■ **WHAT IS REQUIRED**:
When you reach the line that contains "# mark a point on every instance of the two-story" in the data below, copy it and every line after it exactly, adding nothing.

(Data items)
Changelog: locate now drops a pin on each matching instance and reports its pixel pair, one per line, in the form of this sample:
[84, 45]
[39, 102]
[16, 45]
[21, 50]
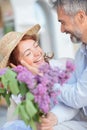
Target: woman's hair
[15, 53]
[71, 7]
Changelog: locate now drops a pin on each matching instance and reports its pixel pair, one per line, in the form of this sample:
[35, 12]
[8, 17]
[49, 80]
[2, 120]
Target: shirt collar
[83, 48]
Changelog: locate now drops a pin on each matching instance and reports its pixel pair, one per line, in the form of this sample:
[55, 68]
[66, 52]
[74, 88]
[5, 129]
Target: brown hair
[15, 53]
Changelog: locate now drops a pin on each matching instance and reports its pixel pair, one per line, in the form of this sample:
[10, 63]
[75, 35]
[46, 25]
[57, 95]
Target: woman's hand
[48, 122]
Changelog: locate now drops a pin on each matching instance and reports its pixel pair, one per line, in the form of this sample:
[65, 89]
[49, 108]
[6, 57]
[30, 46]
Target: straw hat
[10, 41]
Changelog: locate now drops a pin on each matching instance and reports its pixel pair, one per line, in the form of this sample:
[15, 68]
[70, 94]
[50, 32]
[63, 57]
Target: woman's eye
[36, 44]
[28, 54]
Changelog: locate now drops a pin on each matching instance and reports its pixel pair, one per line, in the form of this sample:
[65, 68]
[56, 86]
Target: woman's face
[30, 51]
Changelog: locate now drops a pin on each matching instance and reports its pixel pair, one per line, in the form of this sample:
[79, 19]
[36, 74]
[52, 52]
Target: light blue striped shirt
[74, 93]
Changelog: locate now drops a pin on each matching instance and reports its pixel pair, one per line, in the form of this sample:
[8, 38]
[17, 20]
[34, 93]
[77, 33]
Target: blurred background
[18, 15]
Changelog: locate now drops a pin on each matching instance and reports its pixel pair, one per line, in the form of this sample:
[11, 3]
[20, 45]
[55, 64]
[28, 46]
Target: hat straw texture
[11, 40]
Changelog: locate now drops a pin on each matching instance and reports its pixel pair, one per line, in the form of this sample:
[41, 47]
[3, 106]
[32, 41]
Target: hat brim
[11, 40]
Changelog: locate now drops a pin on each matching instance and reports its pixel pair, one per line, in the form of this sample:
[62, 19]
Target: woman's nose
[62, 29]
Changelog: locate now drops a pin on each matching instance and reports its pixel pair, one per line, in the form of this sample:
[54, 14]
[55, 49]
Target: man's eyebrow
[26, 50]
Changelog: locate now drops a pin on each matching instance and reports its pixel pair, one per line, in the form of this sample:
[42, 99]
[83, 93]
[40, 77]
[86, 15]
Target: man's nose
[62, 29]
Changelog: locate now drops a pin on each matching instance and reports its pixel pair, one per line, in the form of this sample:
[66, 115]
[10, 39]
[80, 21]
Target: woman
[23, 48]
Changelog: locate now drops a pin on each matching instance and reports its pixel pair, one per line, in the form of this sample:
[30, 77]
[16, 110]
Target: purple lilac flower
[70, 66]
[3, 71]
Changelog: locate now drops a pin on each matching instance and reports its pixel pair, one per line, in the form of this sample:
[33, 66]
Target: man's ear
[81, 16]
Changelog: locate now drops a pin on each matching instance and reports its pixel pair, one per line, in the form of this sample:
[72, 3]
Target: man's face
[69, 25]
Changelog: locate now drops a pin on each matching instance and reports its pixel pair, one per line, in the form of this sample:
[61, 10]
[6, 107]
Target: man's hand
[48, 122]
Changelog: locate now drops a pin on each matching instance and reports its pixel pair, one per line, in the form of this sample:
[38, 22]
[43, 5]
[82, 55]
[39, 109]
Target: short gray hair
[71, 7]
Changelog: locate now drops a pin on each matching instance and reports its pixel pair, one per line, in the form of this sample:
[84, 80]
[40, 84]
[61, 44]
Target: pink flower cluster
[42, 86]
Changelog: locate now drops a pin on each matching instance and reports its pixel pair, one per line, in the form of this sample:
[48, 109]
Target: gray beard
[75, 39]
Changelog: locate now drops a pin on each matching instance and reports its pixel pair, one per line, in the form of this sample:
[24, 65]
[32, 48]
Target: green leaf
[33, 125]
[4, 81]
[9, 81]
[13, 85]
[23, 114]
[29, 96]
[7, 98]
[2, 91]
[30, 108]
[23, 88]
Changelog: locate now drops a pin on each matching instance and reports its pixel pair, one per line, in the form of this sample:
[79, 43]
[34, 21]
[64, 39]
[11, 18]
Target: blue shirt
[74, 92]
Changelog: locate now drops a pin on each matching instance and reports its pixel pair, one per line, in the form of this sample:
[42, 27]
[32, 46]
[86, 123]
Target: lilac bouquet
[37, 92]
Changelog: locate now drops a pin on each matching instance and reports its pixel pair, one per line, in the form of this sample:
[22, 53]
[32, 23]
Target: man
[72, 14]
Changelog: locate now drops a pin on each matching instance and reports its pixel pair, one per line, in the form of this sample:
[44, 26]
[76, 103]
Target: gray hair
[71, 7]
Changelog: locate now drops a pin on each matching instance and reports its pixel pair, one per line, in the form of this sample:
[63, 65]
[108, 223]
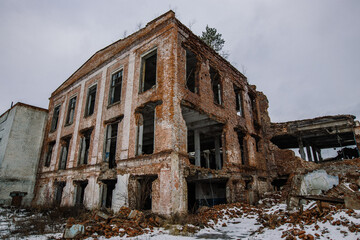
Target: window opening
[84, 147]
[110, 146]
[80, 192]
[55, 118]
[115, 87]
[148, 71]
[216, 85]
[49, 154]
[90, 103]
[59, 192]
[107, 195]
[145, 131]
[239, 101]
[242, 143]
[71, 111]
[64, 152]
[191, 70]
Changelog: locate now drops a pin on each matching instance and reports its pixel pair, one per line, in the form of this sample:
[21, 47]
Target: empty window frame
[107, 193]
[145, 132]
[55, 118]
[191, 71]
[71, 111]
[216, 85]
[242, 144]
[239, 101]
[49, 154]
[148, 71]
[84, 147]
[90, 102]
[59, 192]
[64, 152]
[115, 87]
[253, 106]
[80, 192]
[110, 144]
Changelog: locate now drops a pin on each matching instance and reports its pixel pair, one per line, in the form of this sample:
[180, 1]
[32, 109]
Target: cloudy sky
[304, 55]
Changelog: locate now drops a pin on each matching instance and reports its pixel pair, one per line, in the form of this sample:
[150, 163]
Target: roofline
[171, 15]
[24, 105]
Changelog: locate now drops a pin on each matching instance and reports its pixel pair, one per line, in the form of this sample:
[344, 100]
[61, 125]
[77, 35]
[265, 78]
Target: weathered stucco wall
[25, 126]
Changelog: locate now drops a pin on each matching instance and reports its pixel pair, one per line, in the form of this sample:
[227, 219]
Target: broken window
[71, 111]
[64, 152]
[148, 71]
[84, 147]
[242, 144]
[253, 107]
[80, 192]
[59, 192]
[55, 118]
[191, 71]
[144, 192]
[90, 102]
[206, 193]
[107, 193]
[216, 85]
[204, 139]
[115, 87]
[49, 154]
[110, 144]
[145, 131]
[239, 101]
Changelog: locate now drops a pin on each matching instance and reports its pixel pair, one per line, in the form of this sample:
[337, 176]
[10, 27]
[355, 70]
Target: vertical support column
[308, 151]
[197, 148]
[120, 193]
[301, 148]
[217, 153]
[314, 154]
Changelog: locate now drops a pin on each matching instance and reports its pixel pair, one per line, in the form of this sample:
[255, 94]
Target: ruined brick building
[158, 121]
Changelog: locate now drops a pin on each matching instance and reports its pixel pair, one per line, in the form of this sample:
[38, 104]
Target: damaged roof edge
[82, 71]
[329, 117]
[97, 59]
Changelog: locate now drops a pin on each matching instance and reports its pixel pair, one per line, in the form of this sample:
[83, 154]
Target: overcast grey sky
[304, 55]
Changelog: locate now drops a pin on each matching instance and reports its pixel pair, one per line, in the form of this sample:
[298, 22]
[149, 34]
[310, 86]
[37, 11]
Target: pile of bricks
[126, 222]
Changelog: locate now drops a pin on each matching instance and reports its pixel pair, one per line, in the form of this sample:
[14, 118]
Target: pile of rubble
[126, 222]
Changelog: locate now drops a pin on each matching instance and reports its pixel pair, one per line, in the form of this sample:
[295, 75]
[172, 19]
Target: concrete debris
[316, 182]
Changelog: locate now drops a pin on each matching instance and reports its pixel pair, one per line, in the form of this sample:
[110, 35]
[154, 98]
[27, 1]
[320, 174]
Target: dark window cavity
[191, 71]
[64, 152]
[107, 193]
[80, 192]
[59, 192]
[148, 71]
[49, 154]
[216, 85]
[55, 118]
[71, 111]
[242, 143]
[110, 144]
[145, 132]
[84, 147]
[90, 102]
[115, 87]
[239, 101]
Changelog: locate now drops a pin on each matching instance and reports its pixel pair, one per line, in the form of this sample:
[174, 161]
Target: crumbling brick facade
[157, 121]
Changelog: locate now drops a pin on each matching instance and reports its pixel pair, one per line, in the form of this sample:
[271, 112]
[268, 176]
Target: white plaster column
[92, 194]
[58, 135]
[120, 193]
[128, 107]
[96, 154]
[197, 148]
[76, 128]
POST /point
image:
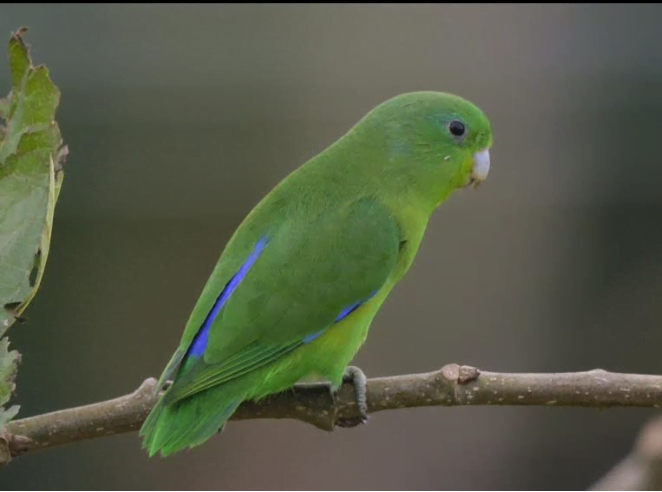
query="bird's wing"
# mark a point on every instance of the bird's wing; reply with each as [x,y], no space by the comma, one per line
[292,286]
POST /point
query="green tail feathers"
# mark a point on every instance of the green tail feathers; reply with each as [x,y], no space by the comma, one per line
[187,423]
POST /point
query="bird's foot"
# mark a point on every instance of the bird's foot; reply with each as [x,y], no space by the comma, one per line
[358,379]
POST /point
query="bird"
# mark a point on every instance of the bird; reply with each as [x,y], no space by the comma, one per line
[298,284]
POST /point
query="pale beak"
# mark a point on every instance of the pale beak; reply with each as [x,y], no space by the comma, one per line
[481,167]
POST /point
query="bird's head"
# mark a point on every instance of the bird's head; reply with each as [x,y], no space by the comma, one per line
[431,142]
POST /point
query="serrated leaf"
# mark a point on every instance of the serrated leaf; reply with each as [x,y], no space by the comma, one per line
[31,158]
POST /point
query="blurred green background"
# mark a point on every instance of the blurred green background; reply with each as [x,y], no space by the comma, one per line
[179,118]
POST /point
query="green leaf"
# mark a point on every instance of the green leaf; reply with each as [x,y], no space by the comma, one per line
[31,158]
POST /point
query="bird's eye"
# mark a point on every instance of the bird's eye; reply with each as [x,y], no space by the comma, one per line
[456,128]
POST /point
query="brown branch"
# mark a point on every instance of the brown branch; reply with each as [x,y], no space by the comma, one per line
[453,385]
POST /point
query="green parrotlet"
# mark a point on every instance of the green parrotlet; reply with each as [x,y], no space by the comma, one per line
[298,284]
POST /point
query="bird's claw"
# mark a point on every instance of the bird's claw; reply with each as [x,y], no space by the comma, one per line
[358,379]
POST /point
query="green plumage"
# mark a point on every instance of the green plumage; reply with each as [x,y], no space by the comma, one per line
[338,232]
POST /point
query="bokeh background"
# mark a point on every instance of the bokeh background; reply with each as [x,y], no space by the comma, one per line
[179,118]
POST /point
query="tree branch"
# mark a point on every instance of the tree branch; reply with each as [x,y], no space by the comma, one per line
[453,385]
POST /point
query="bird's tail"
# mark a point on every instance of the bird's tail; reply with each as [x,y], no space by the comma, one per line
[171,427]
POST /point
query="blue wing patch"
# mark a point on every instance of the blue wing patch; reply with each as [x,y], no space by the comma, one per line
[199,344]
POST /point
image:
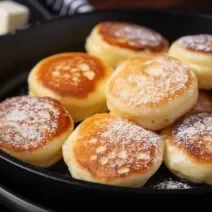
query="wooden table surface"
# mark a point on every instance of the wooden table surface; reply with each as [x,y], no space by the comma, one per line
[192,5]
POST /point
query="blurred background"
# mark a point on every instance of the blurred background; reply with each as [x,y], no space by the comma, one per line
[194,5]
[189,5]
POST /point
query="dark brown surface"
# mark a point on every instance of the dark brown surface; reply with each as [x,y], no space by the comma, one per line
[194,5]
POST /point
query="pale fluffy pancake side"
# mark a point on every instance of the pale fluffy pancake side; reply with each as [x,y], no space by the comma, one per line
[110,150]
[203,104]
[188,151]
[34,129]
[115,41]
[196,51]
[77,80]
[154,93]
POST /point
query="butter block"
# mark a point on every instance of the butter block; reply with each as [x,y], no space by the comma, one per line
[12,16]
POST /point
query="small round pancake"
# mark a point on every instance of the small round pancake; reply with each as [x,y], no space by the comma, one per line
[110,150]
[196,51]
[33,129]
[114,41]
[76,79]
[154,93]
[204,103]
[188,148]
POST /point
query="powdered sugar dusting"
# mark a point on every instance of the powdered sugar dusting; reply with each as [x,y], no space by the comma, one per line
[122,144]
[201,42]
[26,121]
[194,133]
[153,82]
[171,184]
[133,35]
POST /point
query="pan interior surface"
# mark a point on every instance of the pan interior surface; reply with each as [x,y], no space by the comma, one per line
[24,49]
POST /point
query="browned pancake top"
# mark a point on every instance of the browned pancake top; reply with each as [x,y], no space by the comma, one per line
[193,134]
[131,36]
[110,147]
[71,74]
[198,43]
[150,83]
[28,123]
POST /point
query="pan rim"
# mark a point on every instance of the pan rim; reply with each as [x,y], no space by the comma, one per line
[168,11]
[83,184]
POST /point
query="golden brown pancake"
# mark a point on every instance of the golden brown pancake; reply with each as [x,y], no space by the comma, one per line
[115,42]
[77,80]
[188,152]
[154,93]
[131,36]
[111,150]
[196,51]
[197,43]
[33,129]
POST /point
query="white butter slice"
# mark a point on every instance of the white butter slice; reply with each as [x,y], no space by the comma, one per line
[12,16]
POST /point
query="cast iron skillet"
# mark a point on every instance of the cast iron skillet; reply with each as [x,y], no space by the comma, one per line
[21,50]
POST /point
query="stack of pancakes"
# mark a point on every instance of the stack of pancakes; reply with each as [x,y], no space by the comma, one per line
[118,111]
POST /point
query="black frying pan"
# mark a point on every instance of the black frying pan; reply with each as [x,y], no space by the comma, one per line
[20,51]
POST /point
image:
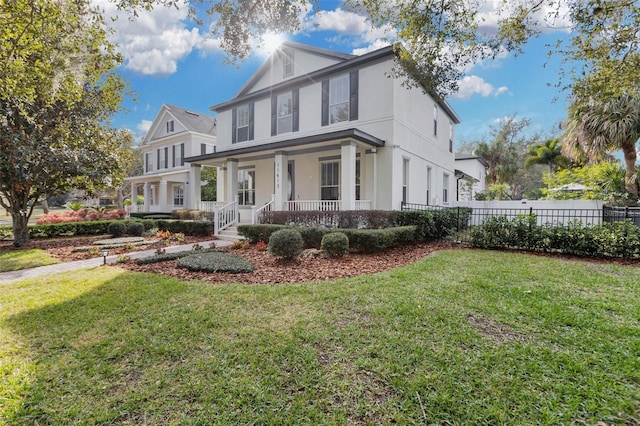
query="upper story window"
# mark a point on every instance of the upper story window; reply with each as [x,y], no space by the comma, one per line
[287,63]
[163,153]
[148,162]
[450,137]
[242,123]
[285,112]
[340,98]
[178,155]
[435,120]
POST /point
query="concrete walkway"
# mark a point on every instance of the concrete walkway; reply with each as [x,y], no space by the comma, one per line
[7,277]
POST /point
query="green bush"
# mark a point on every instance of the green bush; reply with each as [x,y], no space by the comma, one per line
[117,229]
[260,232]
[135,229]
[215,261]
[286,243]
[618,239]
[335,244]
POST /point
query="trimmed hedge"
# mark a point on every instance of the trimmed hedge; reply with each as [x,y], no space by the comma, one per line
[617,239]
[286,243]
[215,261]
[100,227]
[335,244]
[363,240]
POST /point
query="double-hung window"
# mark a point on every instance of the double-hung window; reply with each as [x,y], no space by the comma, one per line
[339,99]
[285,112]
[247,187]
[242,123]
[178,195]
[148,162]
[287,63]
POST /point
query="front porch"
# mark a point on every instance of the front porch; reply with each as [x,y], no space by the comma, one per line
[336,172]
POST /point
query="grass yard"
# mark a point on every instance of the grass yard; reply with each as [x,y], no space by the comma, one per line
[462,337]
[14,260]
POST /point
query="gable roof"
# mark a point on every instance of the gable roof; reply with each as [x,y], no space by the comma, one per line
[326,53]
[192,121]
[347,61]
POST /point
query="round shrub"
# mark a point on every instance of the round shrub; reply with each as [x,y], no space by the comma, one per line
[215,261]
[135,228]
[116,229]
[335,244]
[286,243]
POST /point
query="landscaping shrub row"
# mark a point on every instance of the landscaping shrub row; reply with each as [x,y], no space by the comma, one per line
[430,225]
[362,240]
[617,239]
[195,228]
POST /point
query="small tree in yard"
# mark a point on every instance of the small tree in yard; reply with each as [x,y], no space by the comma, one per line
[57,90]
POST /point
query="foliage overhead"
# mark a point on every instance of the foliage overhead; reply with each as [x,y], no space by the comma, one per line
[597,127]
[58,89]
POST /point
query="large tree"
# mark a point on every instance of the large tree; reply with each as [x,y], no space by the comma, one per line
[58,89]
[597,127]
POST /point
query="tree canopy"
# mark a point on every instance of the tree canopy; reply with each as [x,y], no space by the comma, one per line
[58,89]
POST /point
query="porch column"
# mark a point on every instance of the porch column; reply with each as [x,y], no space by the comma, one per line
[374,179]
[134,198]
[147,196]
[281,185]
[192,188]
[220,183]
[348,175]
[162,196]
[231,180]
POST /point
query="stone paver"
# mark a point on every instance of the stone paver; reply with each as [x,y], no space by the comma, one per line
[7,277]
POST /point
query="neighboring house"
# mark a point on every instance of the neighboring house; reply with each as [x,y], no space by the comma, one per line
[319,129]
[169,181]
[471,176]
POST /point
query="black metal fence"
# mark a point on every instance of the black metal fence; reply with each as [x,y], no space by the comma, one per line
[544,217]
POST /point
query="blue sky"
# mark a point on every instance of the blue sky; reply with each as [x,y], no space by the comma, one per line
[168,60]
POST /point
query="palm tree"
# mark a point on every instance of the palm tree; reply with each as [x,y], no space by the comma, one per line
[549,152]
[595,128]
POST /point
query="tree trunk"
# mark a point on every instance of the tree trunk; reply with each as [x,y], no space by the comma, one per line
[45,205]
[630,179]
[20,228]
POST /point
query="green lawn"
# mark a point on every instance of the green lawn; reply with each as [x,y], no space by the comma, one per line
[462,337]
[13,260]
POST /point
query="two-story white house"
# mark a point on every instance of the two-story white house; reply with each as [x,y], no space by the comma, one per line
[169,181]
[319,129]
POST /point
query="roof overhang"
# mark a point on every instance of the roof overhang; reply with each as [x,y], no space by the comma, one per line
[288,144]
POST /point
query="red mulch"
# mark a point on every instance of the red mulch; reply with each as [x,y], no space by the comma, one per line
[268,269]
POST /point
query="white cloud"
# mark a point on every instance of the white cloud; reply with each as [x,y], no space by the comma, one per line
[472,84]
[144,126]
[155,41]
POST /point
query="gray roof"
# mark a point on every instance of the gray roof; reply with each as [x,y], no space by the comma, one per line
[463,156]
[194,121]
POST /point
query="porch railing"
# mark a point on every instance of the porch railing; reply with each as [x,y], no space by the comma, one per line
[257,211]
[225,216]
[324,205]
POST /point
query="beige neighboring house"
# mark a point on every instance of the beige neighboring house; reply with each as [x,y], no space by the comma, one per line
[169,181]
[316,129]
[471,176]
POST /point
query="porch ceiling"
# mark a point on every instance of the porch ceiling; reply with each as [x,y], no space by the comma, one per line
[315,143]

■ **TASK RESPONSE**:
# mark a point on every instance of the two-story white house; reply with each as [x,y], no space by the comma, one per line
[169,181]
[319,129]
POST /point
query="roof overhang"
# mark a point on every instance of the roof overhang; reply with each as [x,y], no space by the comma, one per line
[288,144]
POST /point
query="red mulch"
# mark a point on every instance of the red mulch; reply with each as [x,y], no space by the comma, one per line
[268,269]
POST /point
query="white cloud"
# mark a point on every instance of the white cloud; reply with each as [x,y], no space by the comma, one per line
[472,84]
[144,126]
[155,41]
POST /point
query="gray roof"
# mark a point on every instance of the gray roof; reply with each as [x,y], no space by the comma, one per line
[463,156]
[194,121]
POST /point
query="porch railing"
# mark a point on every instance of the porch railing; reply with each as [x,y], no space by the comma, one per line
[257,211]
[225,216]
[324,205]
POST /point
query="beige neighboring house"
# mark a point on every instance of the beige neighboring house; reply with each as [x,y], no space by the comma, one per line
[169,181]
[316,129]
[471,176]
POST /point
query="porch ceiling"
# mark a point on every instance of the porch ceiling; reply with each as [x,y], no space by the comma, one per line
[315,143]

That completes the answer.